#### REQUIREMENT
Figure out how many lines in these records contain "blurred". Only the number belongs in the reply.

#### MATERIAL FOR THE TASK
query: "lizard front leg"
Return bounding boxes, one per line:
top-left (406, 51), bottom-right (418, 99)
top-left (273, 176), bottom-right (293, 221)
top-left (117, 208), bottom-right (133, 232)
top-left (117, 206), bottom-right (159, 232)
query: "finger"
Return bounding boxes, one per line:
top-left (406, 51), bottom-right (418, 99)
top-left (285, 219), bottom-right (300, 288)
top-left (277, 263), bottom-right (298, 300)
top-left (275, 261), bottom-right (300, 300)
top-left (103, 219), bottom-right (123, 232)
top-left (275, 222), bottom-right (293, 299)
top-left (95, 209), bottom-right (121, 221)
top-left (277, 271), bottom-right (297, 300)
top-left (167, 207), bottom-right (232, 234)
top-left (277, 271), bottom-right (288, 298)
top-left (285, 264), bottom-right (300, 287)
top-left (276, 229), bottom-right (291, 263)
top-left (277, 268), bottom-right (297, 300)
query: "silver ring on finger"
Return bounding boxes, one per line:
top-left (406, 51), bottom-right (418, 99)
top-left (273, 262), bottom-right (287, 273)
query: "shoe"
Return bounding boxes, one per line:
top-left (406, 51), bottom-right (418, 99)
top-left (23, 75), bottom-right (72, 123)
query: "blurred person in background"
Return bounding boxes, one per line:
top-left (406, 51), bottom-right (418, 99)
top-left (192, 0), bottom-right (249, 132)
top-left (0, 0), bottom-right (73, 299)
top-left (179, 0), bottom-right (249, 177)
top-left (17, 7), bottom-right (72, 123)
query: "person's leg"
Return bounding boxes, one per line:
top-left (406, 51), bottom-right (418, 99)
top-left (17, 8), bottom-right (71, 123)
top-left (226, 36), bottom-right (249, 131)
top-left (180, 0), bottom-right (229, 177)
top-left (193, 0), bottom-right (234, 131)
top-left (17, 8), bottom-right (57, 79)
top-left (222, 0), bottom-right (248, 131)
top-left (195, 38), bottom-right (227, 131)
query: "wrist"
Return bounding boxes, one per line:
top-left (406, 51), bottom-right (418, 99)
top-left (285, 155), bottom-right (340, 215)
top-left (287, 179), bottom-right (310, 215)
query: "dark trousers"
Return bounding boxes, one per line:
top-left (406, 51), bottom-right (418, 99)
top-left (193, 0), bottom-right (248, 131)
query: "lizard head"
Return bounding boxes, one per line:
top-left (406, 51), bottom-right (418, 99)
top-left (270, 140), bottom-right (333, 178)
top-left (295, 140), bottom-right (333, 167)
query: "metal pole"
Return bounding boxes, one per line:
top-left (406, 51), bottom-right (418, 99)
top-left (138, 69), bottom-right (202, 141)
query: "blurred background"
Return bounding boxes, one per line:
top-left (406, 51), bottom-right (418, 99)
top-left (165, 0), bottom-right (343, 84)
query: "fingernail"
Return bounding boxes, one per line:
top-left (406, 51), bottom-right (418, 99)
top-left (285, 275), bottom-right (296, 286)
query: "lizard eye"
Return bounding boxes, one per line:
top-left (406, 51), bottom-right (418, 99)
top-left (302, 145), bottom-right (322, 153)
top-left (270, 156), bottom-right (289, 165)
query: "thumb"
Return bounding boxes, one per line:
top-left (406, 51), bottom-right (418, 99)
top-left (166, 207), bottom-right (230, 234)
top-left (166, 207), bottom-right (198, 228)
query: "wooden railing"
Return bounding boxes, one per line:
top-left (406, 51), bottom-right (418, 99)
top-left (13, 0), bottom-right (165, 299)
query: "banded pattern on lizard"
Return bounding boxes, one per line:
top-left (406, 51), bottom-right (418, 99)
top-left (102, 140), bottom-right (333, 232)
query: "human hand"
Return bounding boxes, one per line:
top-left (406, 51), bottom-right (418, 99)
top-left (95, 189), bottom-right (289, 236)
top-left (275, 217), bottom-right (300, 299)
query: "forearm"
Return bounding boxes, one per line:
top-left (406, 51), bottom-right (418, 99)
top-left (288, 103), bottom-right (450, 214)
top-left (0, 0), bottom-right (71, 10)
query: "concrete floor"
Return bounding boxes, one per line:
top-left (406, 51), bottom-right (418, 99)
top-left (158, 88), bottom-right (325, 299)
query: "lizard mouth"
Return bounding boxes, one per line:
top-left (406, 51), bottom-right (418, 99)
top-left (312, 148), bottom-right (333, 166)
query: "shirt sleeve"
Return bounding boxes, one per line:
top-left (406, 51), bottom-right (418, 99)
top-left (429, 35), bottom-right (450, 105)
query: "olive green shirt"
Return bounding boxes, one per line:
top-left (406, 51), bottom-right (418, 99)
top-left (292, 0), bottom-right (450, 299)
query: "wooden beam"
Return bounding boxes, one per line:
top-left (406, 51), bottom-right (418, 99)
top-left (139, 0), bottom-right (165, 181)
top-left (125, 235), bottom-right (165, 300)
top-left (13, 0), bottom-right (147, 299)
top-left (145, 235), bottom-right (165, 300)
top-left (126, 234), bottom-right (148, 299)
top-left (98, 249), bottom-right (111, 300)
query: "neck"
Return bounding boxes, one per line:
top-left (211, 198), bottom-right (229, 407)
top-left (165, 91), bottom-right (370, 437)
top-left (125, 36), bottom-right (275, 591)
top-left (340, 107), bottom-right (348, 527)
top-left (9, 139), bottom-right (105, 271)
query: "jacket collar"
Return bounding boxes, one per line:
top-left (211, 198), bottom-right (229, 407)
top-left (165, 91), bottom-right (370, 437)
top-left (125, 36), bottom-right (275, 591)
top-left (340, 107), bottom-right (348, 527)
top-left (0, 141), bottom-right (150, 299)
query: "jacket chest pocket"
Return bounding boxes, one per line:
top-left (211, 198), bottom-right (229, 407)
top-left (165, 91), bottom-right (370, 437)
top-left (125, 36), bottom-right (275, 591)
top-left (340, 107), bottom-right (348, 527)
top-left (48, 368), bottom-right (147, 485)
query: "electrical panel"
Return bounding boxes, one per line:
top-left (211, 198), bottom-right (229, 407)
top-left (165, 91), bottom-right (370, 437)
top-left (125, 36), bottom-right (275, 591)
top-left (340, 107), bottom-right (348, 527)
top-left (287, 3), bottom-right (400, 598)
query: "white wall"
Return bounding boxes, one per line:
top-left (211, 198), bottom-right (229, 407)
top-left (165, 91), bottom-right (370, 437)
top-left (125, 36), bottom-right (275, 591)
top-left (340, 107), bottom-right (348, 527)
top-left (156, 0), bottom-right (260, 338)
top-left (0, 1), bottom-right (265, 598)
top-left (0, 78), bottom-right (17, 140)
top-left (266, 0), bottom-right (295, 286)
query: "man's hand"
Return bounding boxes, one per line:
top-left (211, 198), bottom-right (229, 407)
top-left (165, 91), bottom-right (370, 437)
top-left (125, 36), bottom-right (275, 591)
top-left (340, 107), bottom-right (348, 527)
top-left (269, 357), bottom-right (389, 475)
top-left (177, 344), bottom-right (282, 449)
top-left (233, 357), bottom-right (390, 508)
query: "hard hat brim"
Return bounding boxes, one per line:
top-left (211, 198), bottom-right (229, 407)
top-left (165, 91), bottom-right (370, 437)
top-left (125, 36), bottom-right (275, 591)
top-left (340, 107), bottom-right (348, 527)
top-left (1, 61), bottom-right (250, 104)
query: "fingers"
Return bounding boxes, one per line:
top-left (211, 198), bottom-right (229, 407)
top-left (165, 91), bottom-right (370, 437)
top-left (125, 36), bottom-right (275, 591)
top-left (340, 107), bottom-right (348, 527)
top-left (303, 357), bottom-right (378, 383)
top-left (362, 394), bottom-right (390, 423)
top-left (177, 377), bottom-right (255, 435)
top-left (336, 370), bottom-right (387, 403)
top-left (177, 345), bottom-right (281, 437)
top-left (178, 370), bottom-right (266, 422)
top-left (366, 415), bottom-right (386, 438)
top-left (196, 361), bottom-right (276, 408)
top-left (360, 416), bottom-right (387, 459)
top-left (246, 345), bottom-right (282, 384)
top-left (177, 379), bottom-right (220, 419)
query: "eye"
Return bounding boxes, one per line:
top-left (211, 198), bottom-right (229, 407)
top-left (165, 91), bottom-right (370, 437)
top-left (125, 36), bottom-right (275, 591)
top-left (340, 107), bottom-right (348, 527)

#### EXERCISE ANSWER
2